** BEGIN TASK DATA **

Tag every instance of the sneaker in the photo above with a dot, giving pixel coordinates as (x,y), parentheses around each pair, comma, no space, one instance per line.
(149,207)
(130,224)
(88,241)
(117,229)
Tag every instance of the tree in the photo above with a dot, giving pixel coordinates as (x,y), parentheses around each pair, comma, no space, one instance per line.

** END TASK DATA **

WHAT IS BEING ASKED. Transcribe the material above word for word, line by line, changing nothing.

ANSWER BELOW.
Tag every instance of the sneaker in the photo above with a dot, giving pixel coordinates as (x,y), parentheses around each pair, comma, no space, one instance per line.
(149,207)
(130,224)
(88,241)
(117,229)
Tag every instance of the tree in the photo above with a dot, giving pixel coordinates as (x,y), parentheses around each pair, comma, no space, one instance per line.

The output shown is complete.